[Excerpts from location labeling data]
● ● ● ●
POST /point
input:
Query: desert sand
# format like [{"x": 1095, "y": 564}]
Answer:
● ● ● ●
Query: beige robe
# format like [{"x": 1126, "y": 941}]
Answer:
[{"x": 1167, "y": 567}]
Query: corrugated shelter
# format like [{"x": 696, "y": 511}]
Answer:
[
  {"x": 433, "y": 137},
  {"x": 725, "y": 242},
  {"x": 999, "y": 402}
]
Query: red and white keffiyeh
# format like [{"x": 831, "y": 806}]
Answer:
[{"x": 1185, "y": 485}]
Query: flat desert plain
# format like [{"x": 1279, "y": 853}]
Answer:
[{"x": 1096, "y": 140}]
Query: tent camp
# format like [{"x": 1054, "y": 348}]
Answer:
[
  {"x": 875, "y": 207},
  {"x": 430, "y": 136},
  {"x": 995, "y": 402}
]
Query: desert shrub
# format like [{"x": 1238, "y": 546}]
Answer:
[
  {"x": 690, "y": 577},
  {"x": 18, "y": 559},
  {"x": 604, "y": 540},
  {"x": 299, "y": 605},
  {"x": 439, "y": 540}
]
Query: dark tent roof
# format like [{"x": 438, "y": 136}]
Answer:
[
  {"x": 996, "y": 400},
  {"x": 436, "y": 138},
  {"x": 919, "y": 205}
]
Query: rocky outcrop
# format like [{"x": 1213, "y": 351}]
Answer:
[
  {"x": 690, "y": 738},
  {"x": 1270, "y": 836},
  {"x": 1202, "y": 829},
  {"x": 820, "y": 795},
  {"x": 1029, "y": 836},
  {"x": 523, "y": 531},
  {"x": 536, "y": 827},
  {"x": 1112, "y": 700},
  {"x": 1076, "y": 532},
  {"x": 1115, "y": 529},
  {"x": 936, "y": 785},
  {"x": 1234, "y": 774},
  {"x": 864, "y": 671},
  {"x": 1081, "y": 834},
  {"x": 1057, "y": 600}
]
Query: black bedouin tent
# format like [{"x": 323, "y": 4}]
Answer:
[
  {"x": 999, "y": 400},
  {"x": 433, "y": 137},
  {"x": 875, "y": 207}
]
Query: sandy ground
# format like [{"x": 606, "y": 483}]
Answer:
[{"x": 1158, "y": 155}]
● ● ● ●
■ **WRITTEN REQUEST**
Pull out every line from the rows above that includes the word "desert".

■ **EXERCISE RESULT**
Query: desert sand
Query: flat desert plain
Query: desert shrub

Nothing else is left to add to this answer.